- **What to work on**
Copy out each record below, exactly as given.

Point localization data
##########
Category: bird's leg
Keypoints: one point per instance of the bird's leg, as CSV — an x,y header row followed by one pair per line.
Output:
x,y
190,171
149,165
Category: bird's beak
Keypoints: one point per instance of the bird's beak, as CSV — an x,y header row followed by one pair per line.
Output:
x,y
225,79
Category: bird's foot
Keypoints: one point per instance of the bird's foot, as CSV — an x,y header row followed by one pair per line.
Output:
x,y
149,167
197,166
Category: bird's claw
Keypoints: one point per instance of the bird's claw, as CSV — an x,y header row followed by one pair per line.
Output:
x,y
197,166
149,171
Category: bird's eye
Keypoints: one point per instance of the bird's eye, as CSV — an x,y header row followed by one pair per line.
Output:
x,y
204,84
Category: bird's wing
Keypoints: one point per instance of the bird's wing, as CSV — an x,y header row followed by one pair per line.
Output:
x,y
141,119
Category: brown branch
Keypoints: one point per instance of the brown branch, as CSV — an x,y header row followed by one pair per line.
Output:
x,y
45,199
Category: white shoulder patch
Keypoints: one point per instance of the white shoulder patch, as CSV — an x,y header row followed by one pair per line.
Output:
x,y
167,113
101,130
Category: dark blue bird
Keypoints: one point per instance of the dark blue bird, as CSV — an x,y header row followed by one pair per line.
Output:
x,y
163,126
##########
- **Expected answer**
Category: bird's leg
Keypoints: one point per instance of the bird's leg, as CSV — an x,y header row followed by one pair per line.
Output:
x,y
190,171
149,165
Category: bird's beak
Keypoints: one point per instance of the bird's beak, as CSV — an x,y header row followed by one pair per line.
Output:
x,y
225,79
Category: bird's foot
Keypoints: one point per instance of the bird's foot, as CSV — an x,y header row followed by one pair per line.
Output:
x,y
149,167
197,166
Category: bird's claw
Keypoints: one point per instance of the bird's claw, as CSV — an x,y header row followed by one pair per line.
Output:
x,y
197,166
149,171
Category: bird's eye
Keypoints: one point per instance of the bird's eye, as CSV — an x,y header row followed by one pair per line.
Output:
x,y
204,84
Category: bird's wing
Keypoints: one point per instance of the bird's wing, as CSV — an x,y header row followed by one pair per line.
Output:
x,y
141,119
Category: brown branch
Keypoints: one point per instance of the brown branch, as CSV — an x,y header row followed by one pair per line.
Output:
x,y
45,199
Category: white shoulder patch
Keypoints: one point per instance of the white shoulder patch, as CSV — an x,y header row followed by one pair per line.
Output:
x,y
167,113
101,130
Category: dark blue bird
Keypoints: one point per instance of the dark blue bird, as CSV — an x,y header row followed by one pair per line.
Output:
x,y
163,126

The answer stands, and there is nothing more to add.